### Do this
Give the lines below again with every "doorway" switched to "hallway" and everything else left as it is, leaving out the pictures.
● ● ● ● ● ● ●
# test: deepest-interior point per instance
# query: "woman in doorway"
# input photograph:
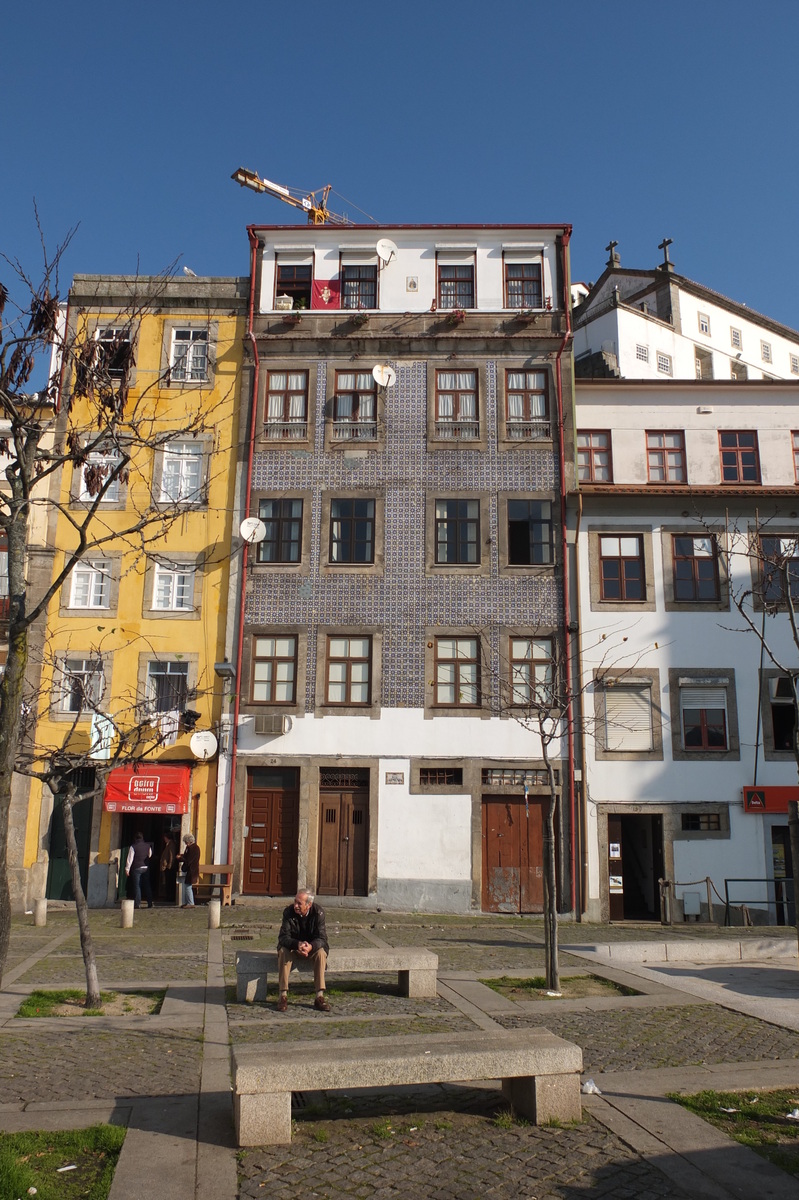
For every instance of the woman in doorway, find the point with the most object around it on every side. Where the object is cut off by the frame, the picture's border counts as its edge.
(190, 858)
● ● ● ● ● ● ●
### Written response
# test: deepest-interior point per instance
# query: "woman in hallway"
# input photograph:
For every instance of the woman in hallway, find the point with the most object around it on every side. Where the object is cut off by the frame, the picture's border counts as its edge.
(190, 858)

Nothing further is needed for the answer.